-- BEGIN --

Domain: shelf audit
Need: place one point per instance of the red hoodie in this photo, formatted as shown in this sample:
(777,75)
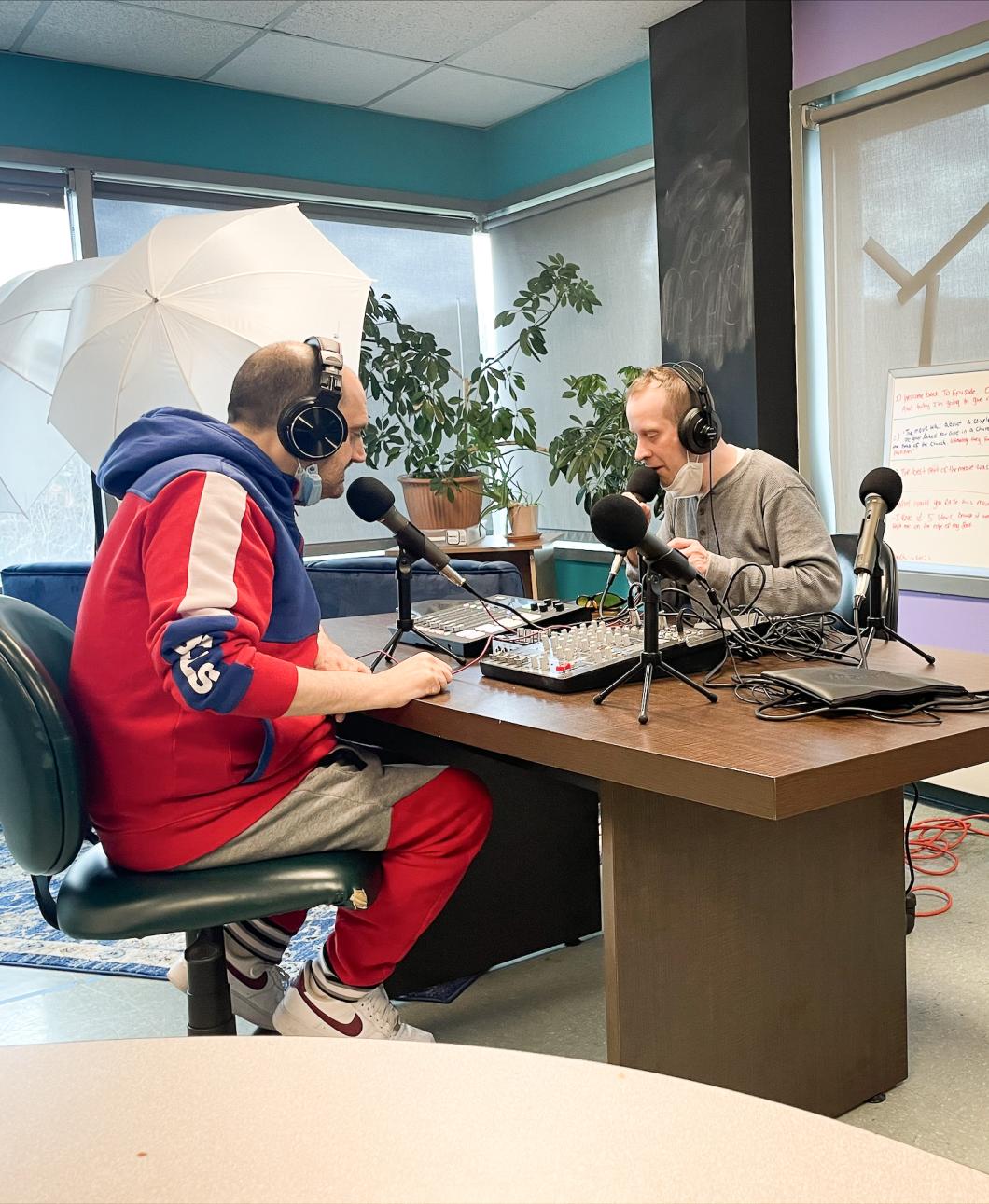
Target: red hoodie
(195,615)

-- END --

Prompt.
Reproduce every line of the records above word for word, but leave out the pictures.

Worked answer.
Domain: shelf audit
Need: place one point per instance of the red hoodie in this photo, formatted as shown in this sample:
(777,75)
Target: red hoodie
(195,615)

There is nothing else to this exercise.